Problem A:
Pick out every line in the listing below that contains the word "pedestrian".

There are key differences between the Egyptian military and other militaries of the region (i.e. Iran) which makes any violent end less likely.

First and foremost, the average Egyptian soldier is a conscript. Who probably has family among the protesters. So you can rule most of them out of shooting civilians.

The elite guard are also going to be equally queasy, because they're actually funded largely by US subsidies. And when Obama tells the Egyptian military to play nice, the Egyptian soldiers riding the nice American Abrams tanks tend to listen.

In contrast, Iran's elite guards are drawn mainly from rural villages. Undereducated and religiously indoctrinated, Iranian security forces have shown time and again that they don't care about hurting civilians.

The problem is that Mubarak is still, ultimately, a military man. And other top military leaders in Egypt are gonna be worried that they may end up getting thrown out next "just like Mubarak". Get enough officers worried about their future, and get enough of their loyal troops to follow suit, and you're gonna have a civil war on your hands.

To avert this, the opposition will probably have to give MAJOR concessions to the military. Which is why it's very likely Mubarak will just be replaced by another military strongman.

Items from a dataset

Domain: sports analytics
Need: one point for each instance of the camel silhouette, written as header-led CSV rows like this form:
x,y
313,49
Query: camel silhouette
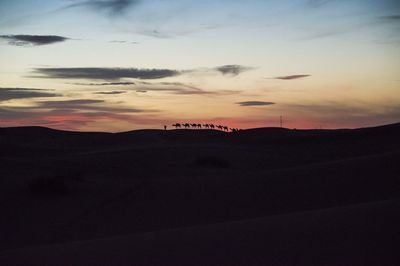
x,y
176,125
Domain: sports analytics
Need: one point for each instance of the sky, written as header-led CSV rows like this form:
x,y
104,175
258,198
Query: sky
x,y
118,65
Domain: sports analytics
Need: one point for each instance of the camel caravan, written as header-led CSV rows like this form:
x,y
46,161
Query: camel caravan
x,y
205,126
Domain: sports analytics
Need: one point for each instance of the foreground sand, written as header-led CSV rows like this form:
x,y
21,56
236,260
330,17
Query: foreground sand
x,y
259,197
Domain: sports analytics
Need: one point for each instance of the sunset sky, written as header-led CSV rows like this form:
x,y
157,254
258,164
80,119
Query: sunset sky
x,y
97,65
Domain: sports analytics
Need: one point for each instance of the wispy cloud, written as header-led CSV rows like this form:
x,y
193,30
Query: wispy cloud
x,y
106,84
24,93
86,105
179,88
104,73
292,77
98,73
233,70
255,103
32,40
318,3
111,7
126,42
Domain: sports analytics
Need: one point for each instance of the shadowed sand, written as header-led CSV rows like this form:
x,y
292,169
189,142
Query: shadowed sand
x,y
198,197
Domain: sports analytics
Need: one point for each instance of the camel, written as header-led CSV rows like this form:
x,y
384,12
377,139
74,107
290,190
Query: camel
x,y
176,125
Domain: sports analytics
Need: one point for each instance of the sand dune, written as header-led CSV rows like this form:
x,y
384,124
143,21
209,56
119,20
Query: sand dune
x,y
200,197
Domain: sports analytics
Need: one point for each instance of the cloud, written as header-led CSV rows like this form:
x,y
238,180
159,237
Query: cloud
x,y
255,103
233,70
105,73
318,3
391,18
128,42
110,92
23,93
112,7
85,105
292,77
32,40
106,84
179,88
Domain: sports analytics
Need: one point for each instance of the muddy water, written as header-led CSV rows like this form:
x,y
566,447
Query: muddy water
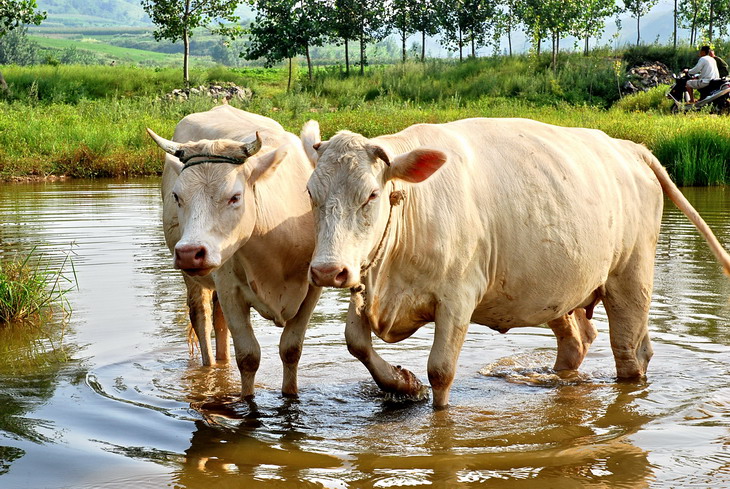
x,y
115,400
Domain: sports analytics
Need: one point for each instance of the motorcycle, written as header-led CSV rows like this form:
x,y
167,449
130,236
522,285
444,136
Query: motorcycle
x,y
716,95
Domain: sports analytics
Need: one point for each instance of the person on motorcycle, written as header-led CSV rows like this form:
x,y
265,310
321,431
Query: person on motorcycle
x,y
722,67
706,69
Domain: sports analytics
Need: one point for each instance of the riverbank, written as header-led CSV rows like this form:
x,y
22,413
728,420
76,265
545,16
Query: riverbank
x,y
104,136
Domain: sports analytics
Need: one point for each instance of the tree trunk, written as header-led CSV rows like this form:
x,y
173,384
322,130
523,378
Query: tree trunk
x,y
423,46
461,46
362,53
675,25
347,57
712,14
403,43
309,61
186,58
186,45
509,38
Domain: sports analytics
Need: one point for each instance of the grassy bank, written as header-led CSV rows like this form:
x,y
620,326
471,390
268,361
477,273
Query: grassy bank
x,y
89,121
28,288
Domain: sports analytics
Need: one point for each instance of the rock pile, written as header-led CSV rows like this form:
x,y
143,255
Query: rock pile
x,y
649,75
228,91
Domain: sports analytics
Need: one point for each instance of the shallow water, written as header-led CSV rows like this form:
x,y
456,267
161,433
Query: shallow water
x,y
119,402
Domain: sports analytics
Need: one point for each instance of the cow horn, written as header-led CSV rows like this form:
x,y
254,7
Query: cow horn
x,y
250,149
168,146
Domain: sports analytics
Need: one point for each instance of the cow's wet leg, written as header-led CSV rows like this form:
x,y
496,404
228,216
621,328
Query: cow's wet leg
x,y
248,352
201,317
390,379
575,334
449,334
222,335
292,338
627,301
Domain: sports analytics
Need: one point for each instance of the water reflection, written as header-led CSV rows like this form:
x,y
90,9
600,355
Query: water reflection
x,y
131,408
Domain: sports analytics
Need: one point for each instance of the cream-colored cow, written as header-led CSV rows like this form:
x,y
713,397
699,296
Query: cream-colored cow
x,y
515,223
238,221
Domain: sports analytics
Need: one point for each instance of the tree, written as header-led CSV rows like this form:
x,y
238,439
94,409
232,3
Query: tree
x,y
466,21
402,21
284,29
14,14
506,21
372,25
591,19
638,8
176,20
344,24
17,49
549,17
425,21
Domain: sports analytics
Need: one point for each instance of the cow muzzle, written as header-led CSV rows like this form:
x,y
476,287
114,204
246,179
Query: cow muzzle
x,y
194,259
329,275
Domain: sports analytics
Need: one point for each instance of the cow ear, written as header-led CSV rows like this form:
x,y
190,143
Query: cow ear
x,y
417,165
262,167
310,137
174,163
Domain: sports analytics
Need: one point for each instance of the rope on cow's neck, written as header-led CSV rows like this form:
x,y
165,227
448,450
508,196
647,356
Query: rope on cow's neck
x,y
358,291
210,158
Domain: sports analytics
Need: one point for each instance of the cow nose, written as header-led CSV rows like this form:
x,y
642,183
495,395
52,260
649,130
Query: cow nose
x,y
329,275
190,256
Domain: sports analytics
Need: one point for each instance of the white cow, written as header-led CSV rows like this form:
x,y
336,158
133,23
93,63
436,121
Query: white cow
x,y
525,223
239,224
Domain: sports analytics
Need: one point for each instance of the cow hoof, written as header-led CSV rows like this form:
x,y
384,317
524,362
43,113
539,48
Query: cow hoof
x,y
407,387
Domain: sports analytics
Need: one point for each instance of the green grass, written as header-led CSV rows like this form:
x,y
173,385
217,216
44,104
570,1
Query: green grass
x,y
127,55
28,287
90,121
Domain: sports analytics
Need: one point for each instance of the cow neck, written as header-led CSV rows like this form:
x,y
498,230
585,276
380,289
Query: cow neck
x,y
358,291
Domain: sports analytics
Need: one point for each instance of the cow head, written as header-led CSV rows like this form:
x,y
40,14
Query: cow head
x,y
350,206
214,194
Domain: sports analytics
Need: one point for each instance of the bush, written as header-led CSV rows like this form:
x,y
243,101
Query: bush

==

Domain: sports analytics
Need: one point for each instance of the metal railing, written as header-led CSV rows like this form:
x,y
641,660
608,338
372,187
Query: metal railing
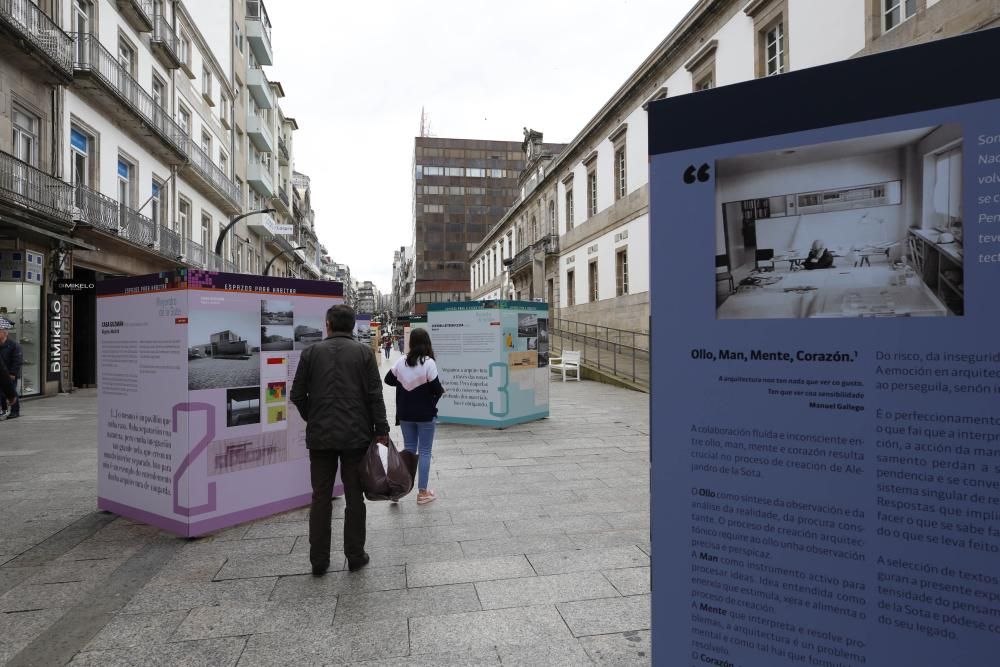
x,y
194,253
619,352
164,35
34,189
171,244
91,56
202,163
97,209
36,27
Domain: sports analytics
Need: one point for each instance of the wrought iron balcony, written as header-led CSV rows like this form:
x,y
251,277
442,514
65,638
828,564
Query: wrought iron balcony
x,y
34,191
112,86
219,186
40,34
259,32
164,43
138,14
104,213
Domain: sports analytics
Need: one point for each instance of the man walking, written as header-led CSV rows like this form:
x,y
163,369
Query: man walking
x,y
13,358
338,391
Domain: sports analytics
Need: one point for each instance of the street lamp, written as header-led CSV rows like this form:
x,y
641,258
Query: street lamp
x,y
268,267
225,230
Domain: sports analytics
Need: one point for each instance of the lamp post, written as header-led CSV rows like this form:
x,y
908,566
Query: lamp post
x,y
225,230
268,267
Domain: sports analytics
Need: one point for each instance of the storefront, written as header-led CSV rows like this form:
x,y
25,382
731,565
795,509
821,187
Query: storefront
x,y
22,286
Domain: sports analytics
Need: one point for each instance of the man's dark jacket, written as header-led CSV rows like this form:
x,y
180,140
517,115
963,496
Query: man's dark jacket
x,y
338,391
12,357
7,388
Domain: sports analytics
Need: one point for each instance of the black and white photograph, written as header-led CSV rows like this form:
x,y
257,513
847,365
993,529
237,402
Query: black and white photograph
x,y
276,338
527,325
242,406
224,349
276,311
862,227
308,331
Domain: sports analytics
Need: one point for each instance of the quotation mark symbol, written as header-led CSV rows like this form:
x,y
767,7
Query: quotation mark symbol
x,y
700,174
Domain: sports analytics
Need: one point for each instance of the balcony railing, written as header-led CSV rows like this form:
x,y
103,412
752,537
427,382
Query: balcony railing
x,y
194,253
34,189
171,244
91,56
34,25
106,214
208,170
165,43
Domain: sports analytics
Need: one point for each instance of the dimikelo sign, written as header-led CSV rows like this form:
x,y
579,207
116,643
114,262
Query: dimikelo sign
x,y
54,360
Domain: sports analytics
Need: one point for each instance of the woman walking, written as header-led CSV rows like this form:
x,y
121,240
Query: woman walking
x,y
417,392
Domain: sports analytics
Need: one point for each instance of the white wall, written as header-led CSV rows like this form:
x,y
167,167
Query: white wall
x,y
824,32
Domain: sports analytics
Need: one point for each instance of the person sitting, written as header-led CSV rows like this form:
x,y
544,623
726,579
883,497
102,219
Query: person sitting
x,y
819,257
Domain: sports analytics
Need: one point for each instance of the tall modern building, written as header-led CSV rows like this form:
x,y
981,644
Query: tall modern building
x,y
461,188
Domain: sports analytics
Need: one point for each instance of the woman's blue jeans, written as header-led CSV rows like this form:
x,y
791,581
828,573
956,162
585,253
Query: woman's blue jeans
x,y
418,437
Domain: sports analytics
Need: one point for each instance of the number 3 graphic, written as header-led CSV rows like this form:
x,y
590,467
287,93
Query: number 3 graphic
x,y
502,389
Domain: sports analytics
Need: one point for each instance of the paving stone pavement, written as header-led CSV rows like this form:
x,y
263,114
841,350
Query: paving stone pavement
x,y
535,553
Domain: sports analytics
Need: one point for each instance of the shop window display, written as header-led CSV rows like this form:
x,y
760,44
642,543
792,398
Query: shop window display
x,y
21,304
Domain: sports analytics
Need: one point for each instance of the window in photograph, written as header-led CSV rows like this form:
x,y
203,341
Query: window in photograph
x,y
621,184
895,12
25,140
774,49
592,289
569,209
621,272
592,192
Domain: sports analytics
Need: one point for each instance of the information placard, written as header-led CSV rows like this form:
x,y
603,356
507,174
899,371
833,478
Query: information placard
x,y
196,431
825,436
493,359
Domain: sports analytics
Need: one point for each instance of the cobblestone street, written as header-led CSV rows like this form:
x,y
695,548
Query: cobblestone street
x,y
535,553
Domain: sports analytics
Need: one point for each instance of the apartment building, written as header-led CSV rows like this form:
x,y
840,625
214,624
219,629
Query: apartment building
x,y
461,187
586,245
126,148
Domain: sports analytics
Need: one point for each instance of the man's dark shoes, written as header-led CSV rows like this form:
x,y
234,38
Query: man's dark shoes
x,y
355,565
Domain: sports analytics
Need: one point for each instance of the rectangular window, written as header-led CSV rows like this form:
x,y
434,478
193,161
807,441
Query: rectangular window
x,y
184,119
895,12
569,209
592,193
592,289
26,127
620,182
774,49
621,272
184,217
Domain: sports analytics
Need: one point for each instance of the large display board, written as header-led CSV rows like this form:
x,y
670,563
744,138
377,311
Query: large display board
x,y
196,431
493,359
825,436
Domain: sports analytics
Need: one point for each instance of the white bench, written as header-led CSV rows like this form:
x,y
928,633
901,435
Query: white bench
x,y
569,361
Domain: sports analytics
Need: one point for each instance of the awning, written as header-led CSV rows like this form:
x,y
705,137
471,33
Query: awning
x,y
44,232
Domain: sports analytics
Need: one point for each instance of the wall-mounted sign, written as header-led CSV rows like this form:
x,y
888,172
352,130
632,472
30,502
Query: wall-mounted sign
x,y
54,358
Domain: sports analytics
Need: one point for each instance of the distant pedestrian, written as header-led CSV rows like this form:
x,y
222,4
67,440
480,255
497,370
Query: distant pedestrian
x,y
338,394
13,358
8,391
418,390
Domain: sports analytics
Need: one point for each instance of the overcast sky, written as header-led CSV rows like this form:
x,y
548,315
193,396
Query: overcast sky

Problem B:
Answer these questions from the passage above on the Egyptian military:
(i) What does the passage say the average Egyptian soldier is?
(ii) Where are Iran's elite guards drawn mainly from?
(iii) Who does the passage say will very likely replace Mubarak?

Written reply A:
Need: one point for each instance of the distant pedestrian, written as header-led CSV rows like this form:
Query: distant pedestrian

Written reply B:
(i) A conscript.
(ii) Rural villages.
(iii) Another military strongman.